### Estratto
************

Quando ho cominciato a pensare alla storia di Valentina e Won-ho, però, ho subito saputo come avrei voluto scrivere di loro: col tono divertente, sarcastico della mia protagonista, un antidoto alla dolcezza eccessiva che aveva rovinato i miei tentativi precedenti. Il taglio comico agiva da solo da freno contro la mia tendenza a divagare, i dialoghi sono diventati secchi, precisi, quasi un duello tra i due amanti. E questo mi ha insegnato a dosare l’emozione, perché quando si scrive di due personaggi come Valentina e Won-ho i momenti di tenerezza sono rari e per questo più delicati, sia per la scrittrice che per il lettore.
Anche se ci è voluto del tempo per perfezionare questo stile di scrittura – che deve rimanere sempre preciso, non permette sbavature e richiede una revisione attenta (per cui sono profondamente grata alla mia editor) –, è una voce narrativa che dà grande soddisfazione una volta acquisita e che porta a sviluppare un meccanismo molto efficace contro il blocco dello scrittore. Se mi trovavo arenata con una scena pensavo per prima cosa a come renderla più buffa, e cercando il lato comico di un episodio mi sono trovata a risolvere i nodi che mi avevano impedito di scriverlo.
Ci sono senz’altro anche dei limiti: spesso ho risolto in modo buffo una scena che avrebbe potuto portare a un litigio in un romanzo di genere diverso, e occasionalmente lo sforzo di rimanere fedele alla voce narrativa ha voluto dire riscrivere una scena, perché nel renderla arguta ero stata troppo sintetica e avevo tralasciato contenuti importanti che dovevo comunque includere nel dialogo senza interromperne il ritmo.
A volte, quindi, questa scelta stilistica ha evitato drammi ai miei protagonisti, mentre quando il plot ha richiesto momenti drammatici il lato comico della narrazione non li ha sminuiti, ma piuttosto acuiti, e mi ha permesso di ottenere con semplicità un effetto di grande emozione grazie al cambio di stile che richiedevano. Per protagonisti come Valentina e Won-ho, che parlano spesso in modo brillante e spavaldo, ogni emozione forte è come uno strappo nella maschera che portano, e sono stata felice quando le lettrici hanno reagito con simpatia e partecipazione ai loro momenti più fragili.

************

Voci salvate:
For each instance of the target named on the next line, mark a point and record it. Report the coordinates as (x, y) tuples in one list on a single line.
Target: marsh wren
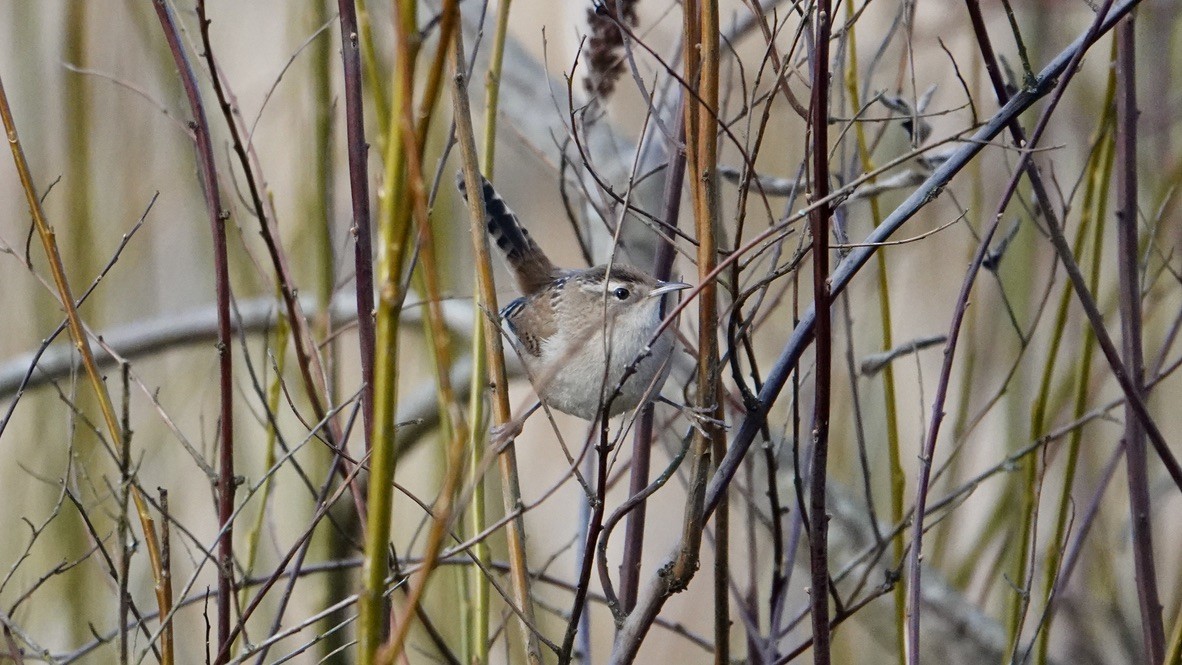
[(580, 331)]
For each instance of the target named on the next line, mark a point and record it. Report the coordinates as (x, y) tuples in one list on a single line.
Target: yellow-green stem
[(895, 464), (1097, 188), (393, 235), (519, 569)]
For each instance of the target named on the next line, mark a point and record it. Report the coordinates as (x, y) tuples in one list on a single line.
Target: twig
[(218, 219)]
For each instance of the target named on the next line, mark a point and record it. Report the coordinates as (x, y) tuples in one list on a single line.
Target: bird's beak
[(667, 287)]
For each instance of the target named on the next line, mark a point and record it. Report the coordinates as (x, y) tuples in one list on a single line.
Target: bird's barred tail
[(531, 267)]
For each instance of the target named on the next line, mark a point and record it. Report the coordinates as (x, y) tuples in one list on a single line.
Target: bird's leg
[(697, 416), (500, 436)]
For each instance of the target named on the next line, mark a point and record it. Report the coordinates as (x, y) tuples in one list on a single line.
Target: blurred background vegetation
[(105, 126)]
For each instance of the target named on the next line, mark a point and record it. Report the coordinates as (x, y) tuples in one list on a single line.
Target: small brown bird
[(578, 331)]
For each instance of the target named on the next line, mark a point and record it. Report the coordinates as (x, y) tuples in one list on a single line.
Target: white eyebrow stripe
[(612, 285)]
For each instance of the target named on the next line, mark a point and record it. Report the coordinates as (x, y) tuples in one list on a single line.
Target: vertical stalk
[(1093, 207), (476, 599), (394, 225), (435, 330), (494, 353), (818, 222), (707, 206), (897, 478), (358, 188), (218, 219), (1136, 460)]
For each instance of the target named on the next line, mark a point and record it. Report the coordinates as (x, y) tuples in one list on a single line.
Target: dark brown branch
[(358, 187), (818, 222), (1153, 632), (218, 219)]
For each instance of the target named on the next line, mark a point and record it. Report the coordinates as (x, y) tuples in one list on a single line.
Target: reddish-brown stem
[(358, 187), (642, 444), (218, 219)]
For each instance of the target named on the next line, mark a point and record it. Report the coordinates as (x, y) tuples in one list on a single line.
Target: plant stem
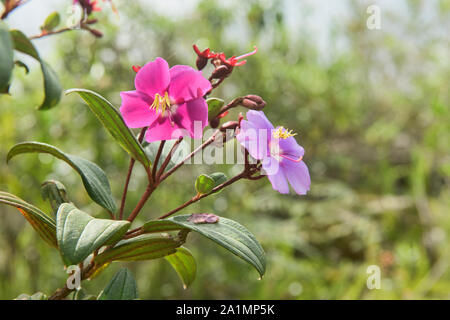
[(158, 155), (196, 198), (167, 160), (204, 145), (130, 170)]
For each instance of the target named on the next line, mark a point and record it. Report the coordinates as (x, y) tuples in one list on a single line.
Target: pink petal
[(164, 129), (193, 116), (278, 181), (135, 109), (187, 84), (153, 78), (298, 175)]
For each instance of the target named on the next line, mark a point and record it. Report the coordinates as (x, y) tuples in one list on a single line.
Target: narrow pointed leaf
[(230, 235), (121, 287), (94, 178), (44, 225), (113, 122), (6, 57), (52, 86), (144, 247), (79, 234), (184, 264)]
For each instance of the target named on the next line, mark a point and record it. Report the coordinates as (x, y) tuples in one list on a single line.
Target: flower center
[(161, 103), (282, 133)]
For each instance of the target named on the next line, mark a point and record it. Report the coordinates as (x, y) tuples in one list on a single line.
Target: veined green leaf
[(93, 177), (122, 286), (6, 57), (184, 264), (44, 225), (159, 226), (144, 247), (79, 234), (214, 106), (51, 22), (52, 86), (113, 122), (230, 235)]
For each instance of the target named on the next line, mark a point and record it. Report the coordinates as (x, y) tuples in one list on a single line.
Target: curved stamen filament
[(282, 133), (161, 102), (292, 159)]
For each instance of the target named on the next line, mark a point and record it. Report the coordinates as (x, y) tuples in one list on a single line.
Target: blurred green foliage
[(372, 112)]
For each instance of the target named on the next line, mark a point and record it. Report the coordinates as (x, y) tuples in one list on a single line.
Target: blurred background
[(371, 108)]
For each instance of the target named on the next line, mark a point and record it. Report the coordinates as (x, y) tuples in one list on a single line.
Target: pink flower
[(89, 5), (281, 156), (167, 101)]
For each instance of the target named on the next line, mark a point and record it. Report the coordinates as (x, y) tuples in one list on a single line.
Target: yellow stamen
[(283, 133), (161, 102)]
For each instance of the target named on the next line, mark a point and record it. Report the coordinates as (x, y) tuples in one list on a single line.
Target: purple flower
[(168, 101), (281, 156)]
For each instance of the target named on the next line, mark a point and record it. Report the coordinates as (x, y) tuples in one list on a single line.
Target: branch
[(130, 170)]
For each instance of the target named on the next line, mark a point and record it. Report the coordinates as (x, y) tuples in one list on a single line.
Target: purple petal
[(193, 116), (290, 147), (164, 129), (298, 175), (135, 109), (187, 84), (153, 78), (278, 180)]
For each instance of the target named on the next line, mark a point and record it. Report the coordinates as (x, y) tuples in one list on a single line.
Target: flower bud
[(201, 62), (221, 72), (253, 102), (214, 123), (96, 33), (229, 125)]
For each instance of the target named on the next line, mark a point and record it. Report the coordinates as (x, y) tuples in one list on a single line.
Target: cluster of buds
[(223, 66)]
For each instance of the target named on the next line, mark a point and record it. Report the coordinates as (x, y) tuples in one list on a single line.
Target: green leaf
[(122, 286), (214, 106), (52, 86), (51, 22), (55, 192), (159, 226), (79, 234), (204, 184), (184, 264), (113, 122), (43, 224), (144, 247), (230, 235), (22, 65), (82, 294), (23, 44), (151, 149), (6, 57), (94, 178)]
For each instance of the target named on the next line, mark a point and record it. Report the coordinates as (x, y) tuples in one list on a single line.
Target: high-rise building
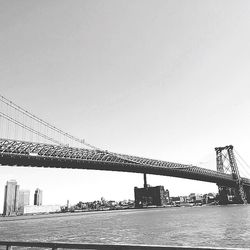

************

### Operazioni richieste
- a) Riporta il passo dell'estratto che va da "A volte, quindi, questa" fino a "momenti più fragili.", sostituendo "maschera" con "corazza".
- b) Rispondi alle seguenti domande basandoti sull'estratto.
(i) A chi si dichiara profondamente grata chi scrive?
(ii) Come sono diventati i dialoghi grazie al taglio comico?
(iii) Con che cosa hanno reagito le lettrici ai momenti più fragili dei protagonisti?

### Risultati attesi
- a)
A volte, quindi, questa scelta stilistica ha evitato drammi ai miei protagonisti, mentre quando il plot ha richiesto momenti drammatici il lato comico della narrazione non li ha sminuiti, ma piuttosto acuiti, e mi ha permesso di ottenere con semplicità un effetto di grande emozione grazie al cambio di stile che richiedevano. Per protagonisti come Valentina e Won-ho, che parlano spesso in modo brillante e spavaldo, ogni emozione forte è come uno strappo nella corazza che portano, e sono stata felice quando le lettrici hanno reagito con simpatia e partecipazione ai loro momenti più fragili.

- b)
(i) Alla sua editor.
(ii) Secchi, precisi, quasi un duello tra i due amanti.
(iii) Con simpatia e partecipazione.